* **Provided data**:
******
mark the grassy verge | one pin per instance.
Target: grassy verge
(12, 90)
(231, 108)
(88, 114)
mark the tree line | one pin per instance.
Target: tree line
******
* **The problem**:
What's needed is a word-for-word copy of the lines from the one holding "Target: grassy verge" through the final line of the data.

* **Solved exercise**:
Target: grassy verge
(12, 90)
(231, 108)
(88, 114)
mark the tree line | one pin per instance.
Target: tree line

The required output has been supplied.